**TASK OBJECTIVE:**
Locate each line in the entries below that contains the string "wooden", and copy those lines out in full.

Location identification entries
........
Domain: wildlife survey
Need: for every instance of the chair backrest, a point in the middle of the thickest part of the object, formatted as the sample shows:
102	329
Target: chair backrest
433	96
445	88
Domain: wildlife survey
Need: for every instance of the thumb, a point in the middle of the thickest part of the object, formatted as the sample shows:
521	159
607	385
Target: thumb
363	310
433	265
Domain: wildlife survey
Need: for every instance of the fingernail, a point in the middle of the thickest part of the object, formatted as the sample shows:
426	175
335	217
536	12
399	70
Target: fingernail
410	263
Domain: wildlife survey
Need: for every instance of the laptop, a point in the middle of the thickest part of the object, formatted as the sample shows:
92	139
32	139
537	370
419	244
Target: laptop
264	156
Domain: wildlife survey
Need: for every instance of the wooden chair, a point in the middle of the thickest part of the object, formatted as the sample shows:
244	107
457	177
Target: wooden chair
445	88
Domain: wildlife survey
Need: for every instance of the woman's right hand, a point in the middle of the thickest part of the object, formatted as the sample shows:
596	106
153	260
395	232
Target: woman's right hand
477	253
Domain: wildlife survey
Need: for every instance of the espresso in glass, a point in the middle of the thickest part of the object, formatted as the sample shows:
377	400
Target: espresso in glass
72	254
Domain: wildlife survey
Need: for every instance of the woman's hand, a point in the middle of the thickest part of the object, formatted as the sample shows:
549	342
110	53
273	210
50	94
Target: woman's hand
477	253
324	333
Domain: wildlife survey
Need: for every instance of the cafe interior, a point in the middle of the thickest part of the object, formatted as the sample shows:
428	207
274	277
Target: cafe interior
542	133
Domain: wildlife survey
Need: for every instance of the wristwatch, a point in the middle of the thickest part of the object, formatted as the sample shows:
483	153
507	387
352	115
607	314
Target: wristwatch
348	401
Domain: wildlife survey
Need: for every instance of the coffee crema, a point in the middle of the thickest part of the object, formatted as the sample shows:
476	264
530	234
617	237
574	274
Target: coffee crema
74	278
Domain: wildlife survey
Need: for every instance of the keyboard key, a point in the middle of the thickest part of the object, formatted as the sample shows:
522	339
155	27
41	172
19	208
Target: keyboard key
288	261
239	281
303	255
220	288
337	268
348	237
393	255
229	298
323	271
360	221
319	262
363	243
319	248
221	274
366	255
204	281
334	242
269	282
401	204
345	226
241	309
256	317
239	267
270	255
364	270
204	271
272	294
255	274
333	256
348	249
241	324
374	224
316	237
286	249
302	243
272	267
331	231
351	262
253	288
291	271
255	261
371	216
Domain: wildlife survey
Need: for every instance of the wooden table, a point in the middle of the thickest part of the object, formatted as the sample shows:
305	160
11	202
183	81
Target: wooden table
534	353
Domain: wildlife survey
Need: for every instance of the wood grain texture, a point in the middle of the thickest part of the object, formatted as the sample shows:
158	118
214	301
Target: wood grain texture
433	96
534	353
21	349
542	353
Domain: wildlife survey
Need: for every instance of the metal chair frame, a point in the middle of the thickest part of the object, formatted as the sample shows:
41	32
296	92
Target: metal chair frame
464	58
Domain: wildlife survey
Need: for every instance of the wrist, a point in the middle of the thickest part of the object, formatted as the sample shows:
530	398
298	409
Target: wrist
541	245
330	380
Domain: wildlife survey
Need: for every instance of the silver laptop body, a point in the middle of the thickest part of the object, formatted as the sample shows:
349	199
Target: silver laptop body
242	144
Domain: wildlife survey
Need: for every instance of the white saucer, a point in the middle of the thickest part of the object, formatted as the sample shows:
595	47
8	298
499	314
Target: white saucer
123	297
........
**REPLY:**
Need: for every instance of the wooden chair, a point in the middle of the thickest part of the object, formatted as the sample shows:
Target: wooden chair
Need: for every instance of the wooden table, a point in the middle of the thickest part of the object, formatted as the sample shows:
Target: wooden table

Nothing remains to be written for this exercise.